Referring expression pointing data
"""
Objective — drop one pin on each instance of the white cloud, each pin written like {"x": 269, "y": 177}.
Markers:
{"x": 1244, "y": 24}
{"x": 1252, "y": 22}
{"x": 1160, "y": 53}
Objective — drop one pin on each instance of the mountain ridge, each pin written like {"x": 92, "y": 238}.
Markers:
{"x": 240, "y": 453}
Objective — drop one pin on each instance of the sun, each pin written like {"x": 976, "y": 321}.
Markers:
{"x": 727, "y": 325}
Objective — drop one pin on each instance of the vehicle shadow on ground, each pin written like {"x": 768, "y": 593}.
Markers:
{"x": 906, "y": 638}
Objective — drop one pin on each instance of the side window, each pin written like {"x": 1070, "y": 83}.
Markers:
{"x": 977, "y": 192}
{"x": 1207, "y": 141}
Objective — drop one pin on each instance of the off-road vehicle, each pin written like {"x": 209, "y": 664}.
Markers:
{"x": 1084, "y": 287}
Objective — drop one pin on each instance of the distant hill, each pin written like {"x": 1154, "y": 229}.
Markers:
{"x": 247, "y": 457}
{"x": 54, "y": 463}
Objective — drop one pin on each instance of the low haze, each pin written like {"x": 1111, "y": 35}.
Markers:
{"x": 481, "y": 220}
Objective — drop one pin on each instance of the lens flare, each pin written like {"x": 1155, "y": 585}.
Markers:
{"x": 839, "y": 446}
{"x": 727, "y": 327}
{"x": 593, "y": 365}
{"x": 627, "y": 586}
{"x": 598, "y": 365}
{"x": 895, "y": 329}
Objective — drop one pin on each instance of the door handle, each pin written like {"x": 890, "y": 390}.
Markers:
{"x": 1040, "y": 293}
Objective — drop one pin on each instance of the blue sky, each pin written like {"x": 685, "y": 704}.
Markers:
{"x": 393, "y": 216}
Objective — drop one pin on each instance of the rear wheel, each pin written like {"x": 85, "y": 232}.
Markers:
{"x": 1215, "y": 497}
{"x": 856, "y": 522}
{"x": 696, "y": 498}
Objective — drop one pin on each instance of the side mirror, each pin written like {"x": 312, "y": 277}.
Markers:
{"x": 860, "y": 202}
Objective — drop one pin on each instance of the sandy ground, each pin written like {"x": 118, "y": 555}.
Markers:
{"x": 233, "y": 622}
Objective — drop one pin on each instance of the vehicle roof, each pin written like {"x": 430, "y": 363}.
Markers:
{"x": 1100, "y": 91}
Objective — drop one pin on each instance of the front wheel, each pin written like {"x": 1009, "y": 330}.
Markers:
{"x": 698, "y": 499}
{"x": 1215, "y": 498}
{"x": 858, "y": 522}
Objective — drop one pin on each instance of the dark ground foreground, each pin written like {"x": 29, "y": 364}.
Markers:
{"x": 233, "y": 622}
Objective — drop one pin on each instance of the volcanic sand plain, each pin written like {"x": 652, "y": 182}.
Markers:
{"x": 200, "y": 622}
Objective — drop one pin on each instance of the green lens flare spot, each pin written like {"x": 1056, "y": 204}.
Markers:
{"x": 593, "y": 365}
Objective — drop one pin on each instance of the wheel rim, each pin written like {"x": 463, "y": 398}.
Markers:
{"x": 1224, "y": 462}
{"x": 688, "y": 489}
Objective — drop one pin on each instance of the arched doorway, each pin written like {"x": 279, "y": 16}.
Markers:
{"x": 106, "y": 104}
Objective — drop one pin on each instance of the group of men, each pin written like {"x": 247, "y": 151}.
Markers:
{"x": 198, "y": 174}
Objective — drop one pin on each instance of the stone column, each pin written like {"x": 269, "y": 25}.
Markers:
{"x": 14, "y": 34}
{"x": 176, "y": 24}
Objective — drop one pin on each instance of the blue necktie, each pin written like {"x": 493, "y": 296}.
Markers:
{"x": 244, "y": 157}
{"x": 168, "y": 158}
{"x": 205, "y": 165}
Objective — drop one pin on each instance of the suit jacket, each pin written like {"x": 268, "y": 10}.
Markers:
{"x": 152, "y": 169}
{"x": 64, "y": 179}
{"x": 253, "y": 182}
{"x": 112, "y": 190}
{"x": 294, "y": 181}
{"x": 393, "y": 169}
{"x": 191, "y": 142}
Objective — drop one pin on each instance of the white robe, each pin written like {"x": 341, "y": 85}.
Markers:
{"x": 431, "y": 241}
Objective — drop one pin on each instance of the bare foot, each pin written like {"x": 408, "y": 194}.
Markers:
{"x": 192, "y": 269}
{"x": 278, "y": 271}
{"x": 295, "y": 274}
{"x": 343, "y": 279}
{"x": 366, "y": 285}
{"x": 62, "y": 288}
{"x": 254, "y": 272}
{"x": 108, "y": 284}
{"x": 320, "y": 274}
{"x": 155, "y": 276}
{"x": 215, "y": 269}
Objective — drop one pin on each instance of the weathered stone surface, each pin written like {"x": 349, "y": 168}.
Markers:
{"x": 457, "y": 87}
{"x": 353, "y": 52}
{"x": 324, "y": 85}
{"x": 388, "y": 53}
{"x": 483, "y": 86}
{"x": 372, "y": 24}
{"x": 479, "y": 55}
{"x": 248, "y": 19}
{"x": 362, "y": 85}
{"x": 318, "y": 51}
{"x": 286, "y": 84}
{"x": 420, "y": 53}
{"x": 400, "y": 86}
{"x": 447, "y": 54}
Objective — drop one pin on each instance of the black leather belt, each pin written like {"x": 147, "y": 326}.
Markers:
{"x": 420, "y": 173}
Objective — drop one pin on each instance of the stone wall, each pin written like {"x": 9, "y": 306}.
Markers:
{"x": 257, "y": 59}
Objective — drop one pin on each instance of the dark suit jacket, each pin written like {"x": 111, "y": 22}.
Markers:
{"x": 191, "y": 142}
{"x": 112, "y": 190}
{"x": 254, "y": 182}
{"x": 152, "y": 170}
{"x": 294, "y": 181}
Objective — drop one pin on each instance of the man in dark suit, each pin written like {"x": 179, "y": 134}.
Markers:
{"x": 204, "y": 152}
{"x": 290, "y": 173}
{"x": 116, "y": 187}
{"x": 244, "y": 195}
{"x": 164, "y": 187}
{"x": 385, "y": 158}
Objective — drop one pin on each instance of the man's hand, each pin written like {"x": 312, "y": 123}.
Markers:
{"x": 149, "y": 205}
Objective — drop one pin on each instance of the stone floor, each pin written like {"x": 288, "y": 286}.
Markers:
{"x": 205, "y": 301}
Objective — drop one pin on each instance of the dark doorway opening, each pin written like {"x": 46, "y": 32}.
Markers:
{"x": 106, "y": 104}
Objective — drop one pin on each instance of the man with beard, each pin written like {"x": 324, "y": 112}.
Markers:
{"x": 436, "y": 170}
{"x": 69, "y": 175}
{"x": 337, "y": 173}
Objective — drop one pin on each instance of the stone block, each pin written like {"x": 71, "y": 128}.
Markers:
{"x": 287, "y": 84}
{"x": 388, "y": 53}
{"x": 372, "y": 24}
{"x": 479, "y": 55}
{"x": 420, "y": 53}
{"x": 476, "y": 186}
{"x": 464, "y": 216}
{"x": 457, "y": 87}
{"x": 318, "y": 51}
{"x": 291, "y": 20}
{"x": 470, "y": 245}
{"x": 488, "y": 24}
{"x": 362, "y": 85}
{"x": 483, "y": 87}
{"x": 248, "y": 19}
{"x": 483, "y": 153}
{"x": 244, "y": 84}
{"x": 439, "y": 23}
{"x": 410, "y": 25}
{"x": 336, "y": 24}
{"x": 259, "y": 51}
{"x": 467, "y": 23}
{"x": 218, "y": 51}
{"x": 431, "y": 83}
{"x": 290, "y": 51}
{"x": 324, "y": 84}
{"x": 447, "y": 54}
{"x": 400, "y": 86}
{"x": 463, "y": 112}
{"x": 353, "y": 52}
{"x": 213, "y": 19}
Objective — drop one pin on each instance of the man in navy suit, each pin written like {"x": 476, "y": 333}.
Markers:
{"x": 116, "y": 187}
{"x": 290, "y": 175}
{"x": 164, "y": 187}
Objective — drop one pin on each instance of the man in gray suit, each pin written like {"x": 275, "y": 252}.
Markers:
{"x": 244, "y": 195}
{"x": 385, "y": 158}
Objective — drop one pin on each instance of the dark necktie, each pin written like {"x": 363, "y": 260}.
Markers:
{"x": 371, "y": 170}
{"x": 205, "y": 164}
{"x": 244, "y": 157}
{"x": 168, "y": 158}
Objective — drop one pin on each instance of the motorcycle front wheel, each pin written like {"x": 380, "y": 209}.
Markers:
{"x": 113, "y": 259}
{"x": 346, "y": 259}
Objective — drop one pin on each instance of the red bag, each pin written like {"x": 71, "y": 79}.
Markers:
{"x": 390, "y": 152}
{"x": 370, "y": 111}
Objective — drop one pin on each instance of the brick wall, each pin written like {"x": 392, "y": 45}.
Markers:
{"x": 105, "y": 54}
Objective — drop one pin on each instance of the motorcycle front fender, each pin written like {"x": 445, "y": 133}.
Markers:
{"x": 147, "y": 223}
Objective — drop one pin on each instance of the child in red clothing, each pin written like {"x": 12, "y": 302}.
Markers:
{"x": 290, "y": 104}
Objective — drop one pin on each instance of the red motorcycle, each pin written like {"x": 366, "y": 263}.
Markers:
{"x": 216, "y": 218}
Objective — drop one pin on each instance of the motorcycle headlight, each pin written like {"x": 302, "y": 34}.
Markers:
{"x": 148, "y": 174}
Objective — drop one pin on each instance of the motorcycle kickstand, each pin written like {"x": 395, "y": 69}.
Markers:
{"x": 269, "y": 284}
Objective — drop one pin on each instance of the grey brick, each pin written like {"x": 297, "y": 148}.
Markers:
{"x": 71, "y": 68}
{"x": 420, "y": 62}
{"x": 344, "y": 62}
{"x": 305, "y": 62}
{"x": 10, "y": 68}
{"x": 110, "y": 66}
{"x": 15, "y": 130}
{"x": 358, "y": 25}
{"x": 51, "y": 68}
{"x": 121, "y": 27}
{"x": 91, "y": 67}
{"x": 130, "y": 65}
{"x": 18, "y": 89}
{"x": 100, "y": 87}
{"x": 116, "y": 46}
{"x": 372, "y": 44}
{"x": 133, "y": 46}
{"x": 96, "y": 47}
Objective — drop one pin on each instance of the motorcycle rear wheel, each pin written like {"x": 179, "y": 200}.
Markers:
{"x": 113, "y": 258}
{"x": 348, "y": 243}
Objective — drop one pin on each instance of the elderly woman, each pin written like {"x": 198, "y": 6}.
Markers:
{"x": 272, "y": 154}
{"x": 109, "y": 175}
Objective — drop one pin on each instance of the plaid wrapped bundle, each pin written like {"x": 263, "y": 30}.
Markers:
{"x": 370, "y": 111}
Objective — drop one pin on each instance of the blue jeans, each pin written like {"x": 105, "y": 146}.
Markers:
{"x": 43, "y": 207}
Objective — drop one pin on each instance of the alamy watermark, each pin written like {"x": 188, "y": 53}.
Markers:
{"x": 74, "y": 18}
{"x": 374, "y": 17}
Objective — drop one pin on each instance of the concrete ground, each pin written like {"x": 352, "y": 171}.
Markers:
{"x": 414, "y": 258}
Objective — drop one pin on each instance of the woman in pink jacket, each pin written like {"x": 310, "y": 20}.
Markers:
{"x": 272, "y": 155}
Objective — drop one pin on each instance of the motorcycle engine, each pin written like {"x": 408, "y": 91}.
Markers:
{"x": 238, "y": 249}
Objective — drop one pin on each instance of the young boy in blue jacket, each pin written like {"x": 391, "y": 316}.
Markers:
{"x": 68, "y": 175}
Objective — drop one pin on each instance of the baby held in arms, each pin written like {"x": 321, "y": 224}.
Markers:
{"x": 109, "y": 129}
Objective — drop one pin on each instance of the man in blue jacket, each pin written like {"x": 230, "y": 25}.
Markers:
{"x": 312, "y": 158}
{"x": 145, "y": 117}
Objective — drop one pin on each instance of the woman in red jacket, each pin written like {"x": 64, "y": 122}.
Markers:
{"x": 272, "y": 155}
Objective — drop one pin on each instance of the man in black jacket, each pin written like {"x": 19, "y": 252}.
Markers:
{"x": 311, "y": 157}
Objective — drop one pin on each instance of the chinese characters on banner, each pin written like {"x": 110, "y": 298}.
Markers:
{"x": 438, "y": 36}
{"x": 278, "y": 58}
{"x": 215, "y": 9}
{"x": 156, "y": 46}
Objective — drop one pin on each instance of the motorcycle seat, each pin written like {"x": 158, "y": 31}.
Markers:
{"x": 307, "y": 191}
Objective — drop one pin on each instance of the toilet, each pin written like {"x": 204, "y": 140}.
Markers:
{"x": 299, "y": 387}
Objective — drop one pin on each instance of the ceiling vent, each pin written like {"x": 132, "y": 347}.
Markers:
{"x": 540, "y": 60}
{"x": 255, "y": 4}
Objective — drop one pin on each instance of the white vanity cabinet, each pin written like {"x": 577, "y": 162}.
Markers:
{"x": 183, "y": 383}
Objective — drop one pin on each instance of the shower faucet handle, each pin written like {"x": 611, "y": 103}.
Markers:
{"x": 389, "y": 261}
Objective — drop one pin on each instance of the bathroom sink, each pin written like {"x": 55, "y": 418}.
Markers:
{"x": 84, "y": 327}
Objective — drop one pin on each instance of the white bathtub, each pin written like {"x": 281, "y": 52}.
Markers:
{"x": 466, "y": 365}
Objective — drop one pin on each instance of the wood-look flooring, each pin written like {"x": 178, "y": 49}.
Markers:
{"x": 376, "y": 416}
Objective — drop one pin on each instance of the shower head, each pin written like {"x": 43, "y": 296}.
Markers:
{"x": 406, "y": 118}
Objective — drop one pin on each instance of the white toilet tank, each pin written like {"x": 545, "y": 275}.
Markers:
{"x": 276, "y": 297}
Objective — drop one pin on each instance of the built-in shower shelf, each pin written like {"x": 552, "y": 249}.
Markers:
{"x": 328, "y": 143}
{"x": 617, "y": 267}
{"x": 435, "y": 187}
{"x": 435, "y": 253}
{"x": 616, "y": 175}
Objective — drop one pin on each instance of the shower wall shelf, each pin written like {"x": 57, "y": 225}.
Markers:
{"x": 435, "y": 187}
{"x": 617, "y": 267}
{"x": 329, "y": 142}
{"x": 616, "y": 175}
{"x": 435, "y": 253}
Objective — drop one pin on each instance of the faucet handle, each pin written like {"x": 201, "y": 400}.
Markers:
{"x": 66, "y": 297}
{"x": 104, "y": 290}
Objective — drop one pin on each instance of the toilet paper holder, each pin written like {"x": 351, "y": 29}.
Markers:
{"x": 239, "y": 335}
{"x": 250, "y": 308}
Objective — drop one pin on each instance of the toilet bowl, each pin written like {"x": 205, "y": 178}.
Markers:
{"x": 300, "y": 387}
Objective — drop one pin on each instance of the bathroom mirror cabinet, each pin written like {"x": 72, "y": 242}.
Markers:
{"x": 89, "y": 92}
"""
# TASK INSTRUCTIONS
Lines above that have "wheel": copy each of them.

# EXERCISE SOLUTION
Objective — drop one pin on each instance of the rear wheel, each pin written like {"x": 85, "y": 232}.
Objective — drop one pin on each instance of the front wheel, each pin written like {"x": 1009, "y": 330}.
Objective — drop one pin on each instance of the wheel rim, each pin written like {"x": 463, "y": 398}.
Objective — drop one pin on each instance of the motorcycle front wheel, each pin written like {"x": 380, "y": 209}.
Objective — drop one pin on each instance of the motorcycle rear wheel, each pin written like {"x": 179, "y": 200}.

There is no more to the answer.